* _Extract to read_:
= = = = =

Summer is a great time to indulge in your wanderlust. Your memory will not only thank you, but it may also depend on it, researchers now say.
That’s right, a study conducted by a cross-disciplinary team of experts proposes that travel may have significant benefits for people fighting dementia.1
Study author Dr. Jun Wen of Edith Cowan University in Australia and his team of researchers posit that traveling—or tourism as they call it—is good for everyone’s brain health, but it may be especially good as a non-drug intervention for folks suffering with dementia.
Why? The study authors conclude that tourism may positively impact well-being and quality of life based on four components. These include how travel impacts feelings, emotions, and mood, as well as how it affects thoughts and memories. The researchers also looked at the impact of travel on behavior and senses.
Stimulates Brain Function
Dr. Wen says all tourism experiences offer elements of anticipation and planning, both of which stimulate brain function.
What’s more, exercise is often an important component of tourism experiences, and it is frequently included in dementia intervention plans.
“Tourism experiences such as a beach visit offer dementia patients sensory stimulation, boosting one’s mood, exercise, music therapy, and instilling a sense of freedom as non-medicine dementia interventions,” Dr. Wen says.
Additionally, Dr. Wen notes that group travel may simulate psychological interventions, and “music at a destination is in line with music therapy programs for those with dementia.”
But do you have to travel to distant exotic places to reap the cognitive benefits? Not necessarily. Dr. Wen and his team define tourism as “visiting places outside one’s everyday environment for no longer than a full year.”

= = = = =

* _Data shown_:
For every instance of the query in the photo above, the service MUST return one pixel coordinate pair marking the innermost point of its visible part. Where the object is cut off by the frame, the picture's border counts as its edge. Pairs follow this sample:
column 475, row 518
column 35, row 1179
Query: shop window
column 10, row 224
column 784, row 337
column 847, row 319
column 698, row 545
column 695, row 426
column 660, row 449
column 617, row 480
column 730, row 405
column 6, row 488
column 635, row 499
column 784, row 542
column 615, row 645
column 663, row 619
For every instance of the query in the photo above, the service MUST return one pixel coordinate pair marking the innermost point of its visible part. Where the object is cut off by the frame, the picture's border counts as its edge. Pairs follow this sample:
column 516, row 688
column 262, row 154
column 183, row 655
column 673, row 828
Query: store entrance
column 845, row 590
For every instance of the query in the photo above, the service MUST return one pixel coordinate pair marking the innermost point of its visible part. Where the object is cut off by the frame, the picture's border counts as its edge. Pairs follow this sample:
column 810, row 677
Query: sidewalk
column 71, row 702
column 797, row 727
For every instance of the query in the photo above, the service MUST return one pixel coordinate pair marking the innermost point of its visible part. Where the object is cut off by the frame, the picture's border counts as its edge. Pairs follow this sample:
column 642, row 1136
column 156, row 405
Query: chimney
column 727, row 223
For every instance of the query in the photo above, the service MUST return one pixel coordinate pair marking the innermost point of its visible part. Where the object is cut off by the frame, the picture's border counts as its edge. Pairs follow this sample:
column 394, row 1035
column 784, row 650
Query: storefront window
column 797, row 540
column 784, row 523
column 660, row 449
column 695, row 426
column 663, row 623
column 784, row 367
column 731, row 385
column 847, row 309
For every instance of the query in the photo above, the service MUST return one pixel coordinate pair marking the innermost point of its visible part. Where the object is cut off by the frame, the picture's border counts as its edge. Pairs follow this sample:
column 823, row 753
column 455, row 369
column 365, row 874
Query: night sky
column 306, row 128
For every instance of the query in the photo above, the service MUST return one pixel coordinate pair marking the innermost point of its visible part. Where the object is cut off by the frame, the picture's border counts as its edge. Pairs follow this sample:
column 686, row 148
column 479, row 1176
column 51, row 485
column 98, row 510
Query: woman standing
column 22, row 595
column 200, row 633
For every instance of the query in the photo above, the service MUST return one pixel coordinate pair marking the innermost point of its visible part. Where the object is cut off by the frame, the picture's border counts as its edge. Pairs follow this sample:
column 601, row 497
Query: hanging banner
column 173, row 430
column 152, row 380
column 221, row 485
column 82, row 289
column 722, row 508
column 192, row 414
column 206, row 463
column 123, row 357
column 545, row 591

= = = = =

* _About this task_:
Keep writing the article about travel and dementia, starting right after its last sentence.

* _Answer space_:
Still, the authors note that there is limited research on how travel benefits tourists with dementia. And Dr. Wen explains that not everyone with dementia should travel.
“A team approach to dementia treatment helps to ensure the best possible care, and decisions about tourism as an intervention should be made with the input of the full team, including medical staff, caregivers, and family members,” he said.
Other Ways Travel Benefits Mental Health
While Dr. Wen’s findings haven’t been proven conclusively, there are plenty of studies pointing to the general mental health perks of travel, including increasing happiness, reducing stress, and even fostering creativity.
One study found that those people who travel regularly (defined as trips at least 75 miles away from their home) report being seven percent happier than those who travel rarely.2
Additionally, research published in the Wisconsin Medical Journal found that, of 1,500 women, those who took vacations more frequently reported less stress and depression.3
Have you ever come back from a vacation with a great new idea? Yep, there’s research to support that, too.
A study published in 2021 assigned 274 workers to self-report their creativity before and after vacation. Researchers observed that workers reported less creativity the first day back at work (perhaps tackling a never-ending “in-box”). However, two weeks after a vacation they felt overall more creative when handling new tasks.4
So, it’s no surprise that you got the idea for the great American novel or a new business on your last sojourn.
Research supports the mental health benefits of travel, and I agree. Even if a trip to an exotic locale isn’t in the cards, you can still reap the benefits of travel closer to home.
Travel by car or train may be easier in this age of flight cancelations and scheduling snafus. A road trip to a nearby town or state can supply similar mental health benefits.
If you’re eager to explore foreign destinations, consider a group trip with a guide, who can help with the language and local customs. Plus, you’ll meet fellow travelers with similar interests. This is especially helpful if you choose to travel alone.
So, dust off your passport or plan a weekend – even a day trip – to somewhere new. If these past few years have taught us anything, it’s to embrace all that life has to offer, and that includes new experiences in other towns, cities, states, and countries. Your memory and your mental health will thank you!